*EXERCISE INSTRUCTIONS*
Could you retype the records below exactly as they appear, skipping any pictures?

*SUPPLIED RECORDS*
+++++
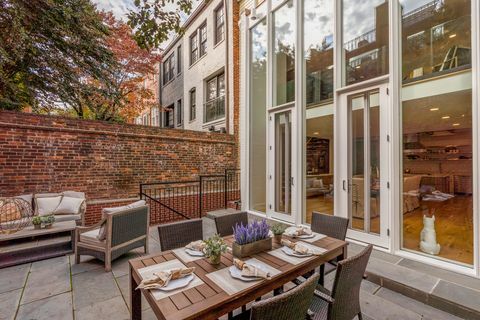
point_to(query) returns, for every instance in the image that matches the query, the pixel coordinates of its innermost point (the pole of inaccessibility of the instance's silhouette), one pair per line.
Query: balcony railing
(214, 109)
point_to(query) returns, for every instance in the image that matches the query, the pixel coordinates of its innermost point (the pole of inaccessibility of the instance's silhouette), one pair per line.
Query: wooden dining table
(210, 298)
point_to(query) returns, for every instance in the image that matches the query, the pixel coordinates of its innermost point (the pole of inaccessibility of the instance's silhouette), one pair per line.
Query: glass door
(367, 151)
(281, 173)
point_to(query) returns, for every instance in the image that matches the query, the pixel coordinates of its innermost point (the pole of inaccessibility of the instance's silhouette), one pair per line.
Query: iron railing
(174, 200)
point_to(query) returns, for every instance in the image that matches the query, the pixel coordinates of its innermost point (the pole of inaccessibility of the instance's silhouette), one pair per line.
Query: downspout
(227, 83)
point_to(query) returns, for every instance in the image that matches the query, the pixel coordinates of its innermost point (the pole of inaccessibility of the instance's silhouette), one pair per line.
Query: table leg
(135, 299)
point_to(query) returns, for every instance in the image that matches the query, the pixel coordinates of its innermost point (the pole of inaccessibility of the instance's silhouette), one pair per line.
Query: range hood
(412, 144)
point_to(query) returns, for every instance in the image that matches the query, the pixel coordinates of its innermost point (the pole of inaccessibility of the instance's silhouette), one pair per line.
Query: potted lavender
(250, 239)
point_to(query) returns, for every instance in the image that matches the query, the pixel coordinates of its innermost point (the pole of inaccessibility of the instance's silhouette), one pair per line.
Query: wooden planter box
(241, 251)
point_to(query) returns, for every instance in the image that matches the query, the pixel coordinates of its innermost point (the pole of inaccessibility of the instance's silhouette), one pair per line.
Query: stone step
(432, 286)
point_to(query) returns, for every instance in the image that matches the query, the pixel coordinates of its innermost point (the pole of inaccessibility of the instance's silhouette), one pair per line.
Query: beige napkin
(198, 245)
(299, 248)
(162, 278)
(249, 270)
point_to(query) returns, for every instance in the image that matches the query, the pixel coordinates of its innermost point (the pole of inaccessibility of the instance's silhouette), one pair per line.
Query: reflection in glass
(365, 39)
(436, 38)
(437, 130)
(319, 161)
(318, 50)
(258, 117)
(283, 163)
(284, 54)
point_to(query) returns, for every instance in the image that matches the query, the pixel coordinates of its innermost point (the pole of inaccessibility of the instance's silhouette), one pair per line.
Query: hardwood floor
(453, 225)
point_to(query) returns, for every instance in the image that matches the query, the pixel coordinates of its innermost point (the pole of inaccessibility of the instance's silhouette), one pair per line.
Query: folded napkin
(162, 278)
(299, 248)
(198, 245)
(301, 231)
(249, 270)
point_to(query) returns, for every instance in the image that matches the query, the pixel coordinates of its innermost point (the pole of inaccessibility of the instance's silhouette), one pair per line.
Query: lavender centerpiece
(250, 239)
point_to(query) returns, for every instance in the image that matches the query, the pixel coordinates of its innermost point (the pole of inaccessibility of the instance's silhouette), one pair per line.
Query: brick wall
(106, 161)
+++++
*RESPONSE FOR THIS EXERCISE*
point_to(query) returns, for every instance in the image that matches the query, the pixel coordinates of its innermost point (the pole of inaccessibility of the instance's silhouette), one pair per line.
Query: balcony railing
(214, 109)
point_to(query) returns, for every instance in the image that matches the query, the pixel coordinates of its innermost point (the pole of inaccessibility of the instance's silhouette), one pair per line.
Query: wooden dining table
(210, 298)
point_to(query) returns, for every instance in the image that matches the query, the pixel coordinates of its innermost point (the pole of inaccessibility of the instance's silhouette), one pair per line.
Query: glass door
(367, 151)
(281, 173)
point_to(query) returns, for every instance in the image that matches the query, the pixel coordinates of its innermost point (the pole of inaccessibility of the instance's silhouette), one pair per line.
Query: iron railing
(174, 200)
point_to(query) returns, for every instance in the image that matches the query, the pixel coordinates of its innermost point (the pole of inaccessibility of the instance's silhouette), one pair per line.
Query: downspout
(227, 83)
point_to(query) returns, for every instance in the image that matches the query, the pixel coordinates of its innermost point (the pole of inaccessibility of the instance's silhouette), one pair per line.
Query: table leg
(135, 299)
point_to(query) returns, for every instance in the image that matches the query, the pixel coordinates of its innermost point (the pole of inaccessibility of the instance's silhouette), one pair per line.
Query: range hood
(412, 144)
point_to(query) returns, for every instance in the image that matches the query, the pixel coordinates of its innermost point (the pole of inaccessibility of the instance's silhouette), one pair per line.
Query: potted lavender
(250, 239)
point_to(query) returns, for every instance in the image that matches the query, the pixel coordinates of its innermost point (the pole of inaccessibility of the instance's silhouette), one pair per line.
Query: wooden planter box
(241, 251)
point_to(query) returns, for every instance in the image that matches the query, the pixel coordinates of its innermost point (the pole of inaccessibility of the instance's silhouette), one pair per line.
Query: stone step
(432, 286)
point_to(query) returns, for every instance in the image that matches the query, the pixel coordinates of its innermost point (the pole of inaccessibility of the instance's silhouette), one pair per line.
Query: beige napkin
(198, 245)
(299, 248)
(162, 278)
(249, 270)
point_to(query) returns, for every instance in the image that matches the query, the pixel coordinates of its innermost point (the pole of inaccessibility of the instance's silhouette), one pair per line.
Query: reflection in glass
(365, 39)
(436, 38)
(437, 130)
(319, 161)
(318, 50)
(258, 117)
(283, 163)
(284, 54)
point_to(query) returns, for every instance in the image that matches the query, the pixel coordinates of its innermost point (the pole of inaccessibility of the instance's silhouette), one pair per line.
Query: hardwood floor
(453, 225)
point_to(query) returns, for every instance in the image that matches the query, the pixel coordinates of its innermost point (the pole of inaccessibility of the instance's silhouette), one pair per line.
Query: folded napkin
(162, 278)
(299, 248)
(198, 245)
(301, 231)
(249, 270)
point_to(query) returns, for every instance in the image that matches the query, the pixel coordinates of its innermost point (the pole of inaccessibility of the instance's silhouette), one pair per line.
Query: lavender centerpiece
(250, 239)
point_to(query) returns, for every instance in the image that matches the query, the pixel coordinates of its innermost point (the pole of inaccessibility of the instance's silhouette), one pair per line.
Query: brick wall
(106, 161)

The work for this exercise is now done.